Our focus is to present sample applications that use the major pieces of the ActiveX Software Development Kit (SDK), including Visual Basic Script (VBScript), WinInet, OLE controls, and the Internet Server API (ISAPI).
In this Introduction we'll first take a look at how Microsoft came to develop ActiveX. Following that is an overview of what is in each chapter, and a description of the environment in which we developed our sample applications.
Microsoft Windows has come a long way since the product was first announced in 1983. The original version didn't ship until 1985, didn't work too well, and didn't come with any truly valuable applications. Things are different today: Since the release of Windows 95, over 20 million units of that version have been sold, with expected sales of 50 million units by the end of 1996.
The Internet, too, has grown considerably since it evolved from its humble beginnings in the 1970s as the ARPAnet, a Department of Defense-funded 56K network intended primarily for academic institutions. In 1991, Tim Berners-Lee at the Geneva, Switzerland, High-Energy Physics Center(CERN) invented the Hypertext Transport Protocol (HTTP). This made possible The World Wide Web (WWW), and the popularity of the Internet exploded. Now, for the first time, hypermedia could be published quite readily using a simple PC or Mac, for the whole world to see.
The WWW is a distributed hypermedia system that conveniently makes use of existing network protocols (TCP/IP) for packet routing, and has a lightweight and inherently stateless protocol (HTTP) between client (the information requester) and server (the information provider). Network traffic on the WWW is growing exponentially. Going the way of the dinosaur are the old command-line network services-FTP, Telnet, and Gopher-which have all been subsumed by the HTTP protocol and therefore available transparently to the Web client.

▶ [To be done]
1 – Restate the ActiveX introduction from "Our focus is" up to and including "end of 1996.", swapping in "example programs" wherever "sample applications" appears.
2 – Pick up the ActiveX introduction after its final sentence and continue writing it.

▶ [Listed records]
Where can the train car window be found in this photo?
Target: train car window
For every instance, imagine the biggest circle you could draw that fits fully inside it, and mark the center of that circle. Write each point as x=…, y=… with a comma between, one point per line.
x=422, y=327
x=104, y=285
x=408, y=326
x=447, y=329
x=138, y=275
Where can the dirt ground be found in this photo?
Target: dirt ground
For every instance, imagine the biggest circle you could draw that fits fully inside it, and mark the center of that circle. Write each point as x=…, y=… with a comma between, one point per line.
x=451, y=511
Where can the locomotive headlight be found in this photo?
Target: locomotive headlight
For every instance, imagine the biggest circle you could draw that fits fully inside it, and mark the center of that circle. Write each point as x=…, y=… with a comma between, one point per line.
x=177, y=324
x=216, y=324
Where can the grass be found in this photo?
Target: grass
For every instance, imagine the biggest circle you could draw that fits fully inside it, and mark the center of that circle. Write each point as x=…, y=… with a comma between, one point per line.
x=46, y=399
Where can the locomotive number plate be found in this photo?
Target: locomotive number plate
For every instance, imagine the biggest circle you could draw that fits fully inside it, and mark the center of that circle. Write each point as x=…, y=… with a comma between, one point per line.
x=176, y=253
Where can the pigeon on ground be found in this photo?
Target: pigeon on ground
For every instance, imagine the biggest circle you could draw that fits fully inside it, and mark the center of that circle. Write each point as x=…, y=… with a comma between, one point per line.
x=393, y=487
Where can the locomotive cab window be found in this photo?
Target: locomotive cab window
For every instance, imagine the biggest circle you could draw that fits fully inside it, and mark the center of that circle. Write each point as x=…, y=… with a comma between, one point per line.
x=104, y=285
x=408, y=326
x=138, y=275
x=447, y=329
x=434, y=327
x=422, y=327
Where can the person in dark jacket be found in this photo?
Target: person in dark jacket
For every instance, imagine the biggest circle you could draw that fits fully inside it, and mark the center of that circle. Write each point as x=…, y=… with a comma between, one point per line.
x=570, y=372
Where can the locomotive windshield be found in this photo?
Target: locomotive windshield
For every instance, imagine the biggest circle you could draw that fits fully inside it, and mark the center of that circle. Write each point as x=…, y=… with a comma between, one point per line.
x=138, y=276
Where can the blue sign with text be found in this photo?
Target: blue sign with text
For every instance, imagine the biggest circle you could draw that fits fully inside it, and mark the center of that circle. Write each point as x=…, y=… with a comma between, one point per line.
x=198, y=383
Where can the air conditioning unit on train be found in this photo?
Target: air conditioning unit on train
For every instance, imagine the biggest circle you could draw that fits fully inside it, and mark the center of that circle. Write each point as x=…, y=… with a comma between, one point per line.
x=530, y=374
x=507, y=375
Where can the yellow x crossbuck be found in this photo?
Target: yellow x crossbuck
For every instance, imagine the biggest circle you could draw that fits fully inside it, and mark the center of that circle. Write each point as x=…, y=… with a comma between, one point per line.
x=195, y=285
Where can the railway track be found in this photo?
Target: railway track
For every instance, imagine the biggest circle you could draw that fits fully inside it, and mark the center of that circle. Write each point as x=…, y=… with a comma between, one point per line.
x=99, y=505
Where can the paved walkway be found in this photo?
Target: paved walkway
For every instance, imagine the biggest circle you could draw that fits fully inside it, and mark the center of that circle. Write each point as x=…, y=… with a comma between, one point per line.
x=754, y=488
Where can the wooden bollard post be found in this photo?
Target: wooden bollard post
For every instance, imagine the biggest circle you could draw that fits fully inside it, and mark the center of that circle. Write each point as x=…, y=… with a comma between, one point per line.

▶ [Answers for the exercise]
1 –
Our focus is to present example programs that use the major pieces of the ActiveX Software Development Kit (SDK), including Visual Basic Script (VBScript), WinInet, OLE controls, and the Internet Server API (ISAPI).
In this Introduction we'll first take a look at how Microsoft came to develop ActiveX. Following that is an overview of what is in each chapter, and a description of the environment in which we developed our example programs.
Microsoft Windows has come a long way since the product was first announced in 1983. The original version didn't ship until 1985, didn't work too well, and didn't come with any truly valuable applications. Things are different today: Since the release of Windows 95, over 20 million units of that version have been sold, with expected sales of 50 million units by the end of 1996.

2 –
Furthermore, the Web conveniently offers a flexible and extensible representation of data types. When a Web server passes data back to a Web client, a Multipart Internet Mail Extension (MIME) header identifies the medium type as ASCII text, HTML, audio, video, and so on. As third-party developers invent new media and the software to view it, the client MIME configuration files can be arbitrarily lengthened.
Also fading as the old Internet gave way to the new was Acceptable Use Policy (AUP), which precluded crass commercialism on the National Science Foundation (NSF) backbone pipes. In 1995 and 1996, as the NSF stopped subsidizing the infrastructure, AUP disappeared entirely, opening the floodgates for big and small firms alike to try their fortunes on the ëNet.
The flagship year for the World Wide Web was 1994. Graphical Web browsers were developed and released into the public domain, first by CERN, then by NCSA, making it a (relatively) simple matter to navigate the Internet. Support was soon added for VT-100 ("dumb terminal") browsing using the University of Kansas's Lynx package. On the server side, NCSA programmers such as Eric Bina and Marc Andreesen were soon hard at work improving the original HTTPd CERN software.
Windows, as well as Web browsers such as Mosaic, sport a graphical user interface (GUI) that has contributed significantly to making both the technologies popular. Both can be considered a single-platform environment: In the case of Windows, the platform is Intel-based PCs running MS-DOS; in the case of the Web client, the platform is, of course, the Internet. Both Windows and Web clients have evolved over time from the original hacked, prone-to-crash implementations into robust, usable, and productive technologies. In particular, Web clients are evolving into more than simply WWW browsers. They are also folding in advanced SMTP mail interfaces, collaborative workflow applications, and more. The client footprint is growing.
A GUI interface to computing, whether it be a Windows, Apple, Sun, or other version, has substantially increased the user's productivity. Likewise, a GUI interface to the Internet has enabled users to become significantly more communicative.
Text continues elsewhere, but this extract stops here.